> [Record excerpts]:
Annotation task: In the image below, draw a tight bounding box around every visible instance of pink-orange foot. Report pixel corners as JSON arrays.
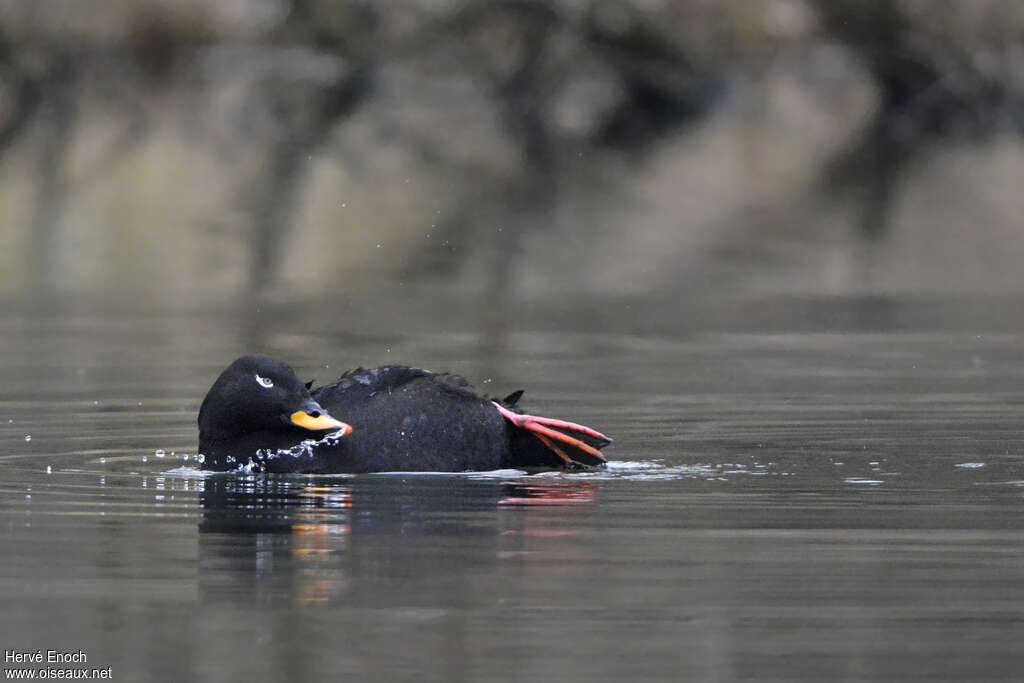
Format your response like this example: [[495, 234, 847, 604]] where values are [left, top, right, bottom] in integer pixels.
[[493, 401, 611, 466]]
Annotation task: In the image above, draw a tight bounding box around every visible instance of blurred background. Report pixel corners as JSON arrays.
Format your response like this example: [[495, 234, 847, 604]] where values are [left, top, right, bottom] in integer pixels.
[[6, 0, 1024, 330]]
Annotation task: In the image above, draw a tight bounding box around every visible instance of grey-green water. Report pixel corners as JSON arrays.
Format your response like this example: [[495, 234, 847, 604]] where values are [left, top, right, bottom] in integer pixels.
[[0, 297, 1024, 681]]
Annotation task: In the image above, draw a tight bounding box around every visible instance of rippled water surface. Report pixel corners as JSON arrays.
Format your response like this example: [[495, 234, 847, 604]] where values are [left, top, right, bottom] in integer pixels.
[[0, 301, 1024, 681]]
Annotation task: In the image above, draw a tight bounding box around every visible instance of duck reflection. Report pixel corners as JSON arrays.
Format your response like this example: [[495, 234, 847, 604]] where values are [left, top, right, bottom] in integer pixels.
[[199, 475, 600, 604]]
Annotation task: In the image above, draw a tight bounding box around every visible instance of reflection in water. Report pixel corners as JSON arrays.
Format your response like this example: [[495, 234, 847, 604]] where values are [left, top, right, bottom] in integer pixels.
[[200, 475, 601, 605]]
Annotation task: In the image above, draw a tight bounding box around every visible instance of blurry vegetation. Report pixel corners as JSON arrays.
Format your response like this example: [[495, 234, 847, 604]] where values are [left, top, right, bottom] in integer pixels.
[[0, 0, 1024, 314]]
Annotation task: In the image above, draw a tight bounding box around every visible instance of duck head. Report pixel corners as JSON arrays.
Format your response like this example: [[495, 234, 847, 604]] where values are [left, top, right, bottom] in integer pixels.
[[199, 355, 352, 453]]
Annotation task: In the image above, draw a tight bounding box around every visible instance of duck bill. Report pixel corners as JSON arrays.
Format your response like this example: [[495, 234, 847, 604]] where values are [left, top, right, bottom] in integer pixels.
[[288, 411, 352, 436]]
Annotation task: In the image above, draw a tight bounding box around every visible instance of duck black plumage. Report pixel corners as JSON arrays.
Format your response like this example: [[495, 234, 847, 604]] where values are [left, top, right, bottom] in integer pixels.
[[199, 355, 611, 473]]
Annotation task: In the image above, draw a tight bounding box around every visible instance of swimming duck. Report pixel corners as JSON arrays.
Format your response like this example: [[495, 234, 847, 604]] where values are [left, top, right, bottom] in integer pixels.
[[199, 355, 611, 473]]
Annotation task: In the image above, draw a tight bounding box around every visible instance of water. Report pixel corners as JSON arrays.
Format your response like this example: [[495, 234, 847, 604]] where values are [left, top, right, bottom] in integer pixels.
[[0, 297, 1024, 681]]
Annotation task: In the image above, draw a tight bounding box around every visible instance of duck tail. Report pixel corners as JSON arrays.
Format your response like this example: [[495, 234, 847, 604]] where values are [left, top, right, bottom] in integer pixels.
[[493, 401, 611, 467]]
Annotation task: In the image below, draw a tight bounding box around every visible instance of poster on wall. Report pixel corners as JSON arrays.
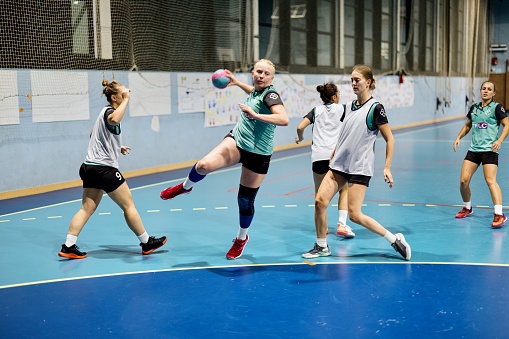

> [Job]:
Return each line of the material above that contains the string "duck", matching case exactly.

> [Worked solution]:
Annotation task: In the image above, draw a tight bounding box around every visible instance of duck reflection. Report pixel corners as JSON arrays.
Annotation task: In the image above, draw a tight bounding box around every visible instance of duck head. Report pixel corners as JSON arrays.
Annotation task: In the image above, draw a tight bounding box around every visible instance of duck bill. Report pixel corners as JSON arrays.
Annotation task: In the image above, draw a tight bounding box around every visible instance of duck black plumage. Report pixel corners as JSON arrays.
Annotation task: In the image above, draw a tight bounding box around every visible instance of swimming duck. Report pixel corners as JSON arrays.
Annotation task: In the image above, draw a tight bounding box around every visible instance of duck tail. Report pixel corners as JSON arrays.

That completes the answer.